- **What you will do**
Restate the records in their entirety, word for word.

- **Given information**
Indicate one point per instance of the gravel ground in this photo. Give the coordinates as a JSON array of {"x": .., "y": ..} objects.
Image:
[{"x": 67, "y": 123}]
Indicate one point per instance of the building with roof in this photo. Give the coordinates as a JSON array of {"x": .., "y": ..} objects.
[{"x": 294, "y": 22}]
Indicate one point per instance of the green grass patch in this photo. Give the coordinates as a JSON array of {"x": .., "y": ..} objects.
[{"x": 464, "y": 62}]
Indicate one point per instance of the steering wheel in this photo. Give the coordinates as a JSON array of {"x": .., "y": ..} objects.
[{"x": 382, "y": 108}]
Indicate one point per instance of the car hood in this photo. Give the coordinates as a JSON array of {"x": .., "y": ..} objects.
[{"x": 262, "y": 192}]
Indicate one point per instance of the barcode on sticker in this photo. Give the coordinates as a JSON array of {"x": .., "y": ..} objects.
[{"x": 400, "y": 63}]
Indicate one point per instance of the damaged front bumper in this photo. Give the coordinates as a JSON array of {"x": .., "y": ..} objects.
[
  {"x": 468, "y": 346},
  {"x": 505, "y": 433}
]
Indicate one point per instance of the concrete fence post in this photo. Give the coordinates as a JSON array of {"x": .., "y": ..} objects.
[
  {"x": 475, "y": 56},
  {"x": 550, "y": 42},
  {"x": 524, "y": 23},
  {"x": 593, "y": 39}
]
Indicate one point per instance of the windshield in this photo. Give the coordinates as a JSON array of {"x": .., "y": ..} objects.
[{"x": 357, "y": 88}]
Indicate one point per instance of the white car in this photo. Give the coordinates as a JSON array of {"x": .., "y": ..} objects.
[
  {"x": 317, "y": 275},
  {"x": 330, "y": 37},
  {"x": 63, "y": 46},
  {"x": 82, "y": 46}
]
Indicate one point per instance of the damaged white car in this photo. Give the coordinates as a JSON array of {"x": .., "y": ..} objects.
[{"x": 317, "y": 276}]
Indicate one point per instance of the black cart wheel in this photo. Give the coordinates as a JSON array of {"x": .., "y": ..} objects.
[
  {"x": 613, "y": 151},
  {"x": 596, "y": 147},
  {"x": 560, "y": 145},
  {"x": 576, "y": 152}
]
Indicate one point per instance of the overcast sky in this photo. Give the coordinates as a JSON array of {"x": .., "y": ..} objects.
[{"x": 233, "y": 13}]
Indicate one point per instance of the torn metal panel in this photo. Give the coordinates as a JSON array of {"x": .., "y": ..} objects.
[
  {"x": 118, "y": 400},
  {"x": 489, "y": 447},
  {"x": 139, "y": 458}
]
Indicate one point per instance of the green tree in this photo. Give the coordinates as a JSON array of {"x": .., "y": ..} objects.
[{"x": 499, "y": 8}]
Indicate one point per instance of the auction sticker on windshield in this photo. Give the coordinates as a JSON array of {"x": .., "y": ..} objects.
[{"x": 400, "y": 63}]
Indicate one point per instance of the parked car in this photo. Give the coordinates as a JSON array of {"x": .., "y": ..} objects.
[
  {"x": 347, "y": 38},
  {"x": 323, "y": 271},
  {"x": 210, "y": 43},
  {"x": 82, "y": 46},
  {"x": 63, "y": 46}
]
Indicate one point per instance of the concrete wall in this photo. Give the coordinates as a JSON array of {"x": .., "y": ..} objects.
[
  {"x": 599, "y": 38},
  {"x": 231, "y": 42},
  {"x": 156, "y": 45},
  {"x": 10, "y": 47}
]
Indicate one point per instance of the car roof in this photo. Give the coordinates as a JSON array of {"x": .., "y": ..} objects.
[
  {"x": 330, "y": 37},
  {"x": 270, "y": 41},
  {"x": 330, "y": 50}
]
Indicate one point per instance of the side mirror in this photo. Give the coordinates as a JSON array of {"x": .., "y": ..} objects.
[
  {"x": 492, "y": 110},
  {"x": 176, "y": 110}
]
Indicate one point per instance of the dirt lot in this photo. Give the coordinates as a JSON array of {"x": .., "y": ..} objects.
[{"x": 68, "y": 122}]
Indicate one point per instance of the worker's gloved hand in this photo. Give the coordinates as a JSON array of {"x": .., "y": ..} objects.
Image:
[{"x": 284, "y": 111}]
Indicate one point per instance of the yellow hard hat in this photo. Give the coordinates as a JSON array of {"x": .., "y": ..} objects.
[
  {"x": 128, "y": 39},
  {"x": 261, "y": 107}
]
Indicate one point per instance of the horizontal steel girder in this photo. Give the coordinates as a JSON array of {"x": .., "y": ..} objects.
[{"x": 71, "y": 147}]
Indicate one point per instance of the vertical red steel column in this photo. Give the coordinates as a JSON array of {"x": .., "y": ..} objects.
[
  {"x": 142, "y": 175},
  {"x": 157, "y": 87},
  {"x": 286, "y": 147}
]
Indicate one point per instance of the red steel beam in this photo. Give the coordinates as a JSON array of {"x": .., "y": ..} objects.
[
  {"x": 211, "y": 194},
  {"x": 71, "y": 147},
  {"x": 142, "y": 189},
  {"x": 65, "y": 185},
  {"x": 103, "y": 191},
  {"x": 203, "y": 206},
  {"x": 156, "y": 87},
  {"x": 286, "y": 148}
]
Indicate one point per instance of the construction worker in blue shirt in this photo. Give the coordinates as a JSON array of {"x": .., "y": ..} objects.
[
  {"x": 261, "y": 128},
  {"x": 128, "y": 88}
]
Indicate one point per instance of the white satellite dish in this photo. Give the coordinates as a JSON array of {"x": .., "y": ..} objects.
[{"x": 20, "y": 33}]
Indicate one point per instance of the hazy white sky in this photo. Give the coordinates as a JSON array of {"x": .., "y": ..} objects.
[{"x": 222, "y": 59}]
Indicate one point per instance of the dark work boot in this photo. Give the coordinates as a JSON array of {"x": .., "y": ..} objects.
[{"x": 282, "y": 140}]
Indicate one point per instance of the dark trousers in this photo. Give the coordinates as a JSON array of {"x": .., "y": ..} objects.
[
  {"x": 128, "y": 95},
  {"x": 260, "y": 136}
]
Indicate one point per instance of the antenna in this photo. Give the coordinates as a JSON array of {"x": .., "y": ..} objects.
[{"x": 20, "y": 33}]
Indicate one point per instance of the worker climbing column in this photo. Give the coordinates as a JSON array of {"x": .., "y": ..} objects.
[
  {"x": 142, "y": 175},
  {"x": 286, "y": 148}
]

- **Response to this task**
Indicate one point per instance of the gravel ground in this photo. Give the coordinates as a JSON array of {"x": .., "y": ..} objects.
Image:
[{"x": 67, "y": 123}]
Indicate one point per instance of the building with roof in this photo. Give the coordinates as a JSON array of {"x": .., "y": ..} objects.
[{"x": 294, "y": 22}]
Indicate one point per instance of the green grass patch in this photo. Give the coordinates as a JSON array of {"x": .., "y": ..} objects.
[{"x": 464, "y": 62}]
Indicate one point per instance of the steering wheel in this photo. Give the coordinates as a JSON array of {"x": .., "y": ..} objects.
[{"x": 382, "y": 108}]
Indicate one point per instance of the car hood in this photo. Give the coordinates as a JSON array of {"x": .., "y": ..} objects.
[{"x": 262, "y": 192}]
Indicate one point per instance of the barcode on sticker in this photo. Give the coordinates as a JSON array of {"x": .., "y": ..} objects.
[{"x": 400, "y": 63}]
Indicate one point per instance of the damaged front bumper in this photo. Give the coordinates as a JSON array of {"x": .., "y": ..} objects.
[
  {"x": 468, "y": 346},
  {"x": 505, "y": 433}
]
Indicate one point per instance of the concrete fence post in this photo. Give the coordinates as a JSON array of {"x": .., "y": ..} objects.
[
  {"x": 475, "y": 56},
  {"x": 550, "y": 42},
  {"x": 524, "y": 23},
  {"x": 593, "y": 39}
]
Indicate one point per instance of the windshield in this photo. Give the coordinates as a JSON array of {"x": .., "y": ..} objects.
[{"x": 357, "y": 88}]
Indicate one point per instance of the white car in this photo. Give the coordinates as a JSON array of {"x": .., "y": ..} objects.
[
  {"x": 317, "y": 275},
  {"x": 330, "y": 37},
  {"x": 63, "y": 46},
  {"x": 82, "y": 46}
]
Indicate one point per instance of the damaged white car in this photo. Give the coordinates as a JSON array of {"x": .., "y": ..} objects.
[{"x": 317, "y": 276}]
Indicate one point per instance of the black cart wheel in this photo. Give the coordinates as a JSON array of {"x": .., "y": ..} objects.
[
  {"x": 613, "y": 151},
  {"x": 596, "y": 147},
  {"x": 560, "y": 145},
  {"x": 576, "y": 152}
]
Indicate one point per instance of the overcast sky in this photo. Give the coordinates as a JSON array of {"x": .., "y": ..} objects.
[{"x": 233, "y": 13}]
Indicate one point per instance of the torn metal panel in this photo. Give the coordinates as a JSON array of {"x": .., "y": ..} objects.
[
  {"x": 118, "y": 400},
  {"x": 489, "y": 447},
  {"x": 139, "y": 458}
]
Indicate one point per instance of the green tree in this photo. Give the coordinates as a JSON array of {"x": .., "y": ..} objects.
[{"x": 499, "y": 8}]
Indicate one point per instance of the auction sticker on windshield in this photo. Give the coordinates as a JSON array of {"x": .., "y": ..} objects.
[{"x": 400, "y": 63}]
Indicate one point per instance of the parked car in this photo. Give the coordinates as a JSON array of {"x": .., "y": ..} objects.
[
  {"x": 347, "y": 38},
  {"x": 323, "y": 271},
  {"x": 210, "y": 43},
  {"x": 82, "y": 46},
  {"x": 63, "y": 46}
]
Indicate one point per instance of the concrete wall in this photo. Give the coordinates as a JSON array of {"x": .., "y": ..} objects.
[
  {"x": 599, "y": 38},
  {"x": 231, "y": 42},
  {"x": 156, "y": 45},
  {"x": 10, "y": 47}
]
Indicate one point per instance of the car roof in this photo. Give the coordinates as a JSON array of {"x": .., "y": ..} objects.
[
  {"x": 330, "y": 37},
  {"x": 270, "y": 41},
  {"x": 330, "y": 50}
]
Indicate one point per instance of the side mirror in this photo. Give the coordinates as a JSON array of {"x": .., "y": ..} objects.
[
  {"x": 492, "y": 110},
  {"x": 176, "y": 110}
]
Indicate one point per instance of the dirt lot in this photo. Give the coordinates as a JSON array of {"x": .., "y": ..} objects.
[{"x": 68, "y": 122}]
Indicate one point per instance of the worker's gloved hand in this photo. Give the coordinates as a JSON array of {"x": .., "y": ..} objects.
Image:
[{"x": 284, "y": 111}]
Indicate one point per instance of the yellow hard hat in this photo. Give the coordinates as a JSON array of {"x": .., "y": ..} objects.
[
  {"x": 128, "y": 39},
  {"x": 261, "y": 107}
]
Indicate one point per instance of the horizontal steel girder in this photo. Give the coordinates as a JSON array of {"x": .., "y": ..} objects.
[{"x": 71, "y": 147}]
Indicate one point per instance of the vertical red steel column in this photo. Give the coordinates as a JSON array of {"x": .., "y": ..} objects.
[
  {"x": 142, "y": 175},
  {"x": 157, "y": 87},
  {"x": 286, "y": 147}
]
Indicate one point per instance of the red steel beam in this photo. Give the coordinates as a JSON array of {"x": .., "y": ..} objects.
[
  {"x": 211, "y": 194},
  {"x": 71, "y": 147},
  {"x": 142, "y": 189},
  {"x": 65, "y": 185},
  {"x": 103, "y": 191},
  {"x": 203, "y": 206},
  {"x": 156, "y": 87},
  {"x": 286, "y": 148}
]
Indicate one point per instance of the construction worker in blue shirt in this photo. Give the coordinates as a JSON array of {"x": .., "y": ..} objects.
[
  {"x": 261, "y": 128},
  {"x": 128, "y": 88}
]
Indicate one point per instance of the white satellite dish in this photo. Give the coordinates as a JSON array of {"x": .., "y": ..} objects.
[{"x": 20, "y": 33}]
Indicate one point per instance of the hazy white sky in this photo. Give the coordinates as a JSON array of {"x": .., "y": ..} objects.
[{"x": 222, "y": 59}]
Indicate one point per instance of the dark work boot in this photo. Give the coordinates as a JSON array of {"x": .., "y": ..} objects.
[{"x": 282, "y": 140}]
Indicate one point per instance of the dark trousers in this photo. Give the coordinates as a JSON array of {"x": .., "y": ..} objects.
[
  {"x": 128, "y": 95},
  {"x": 260, "y": 136}
]
Indicate one point per instance of the antenna in this photo. Give the coordinates as a JSON array of {"x": .., "y": ..} objects.
[{"x": 20, "y": 33}]
Indicate one point per instance of the worker climbing column in this photo. Give the coordinates as a JSON array of {"x": .., "y": ..} objects.
[
  {"x": 142, "y": 175},
  {"x": 286, "y": 148}
]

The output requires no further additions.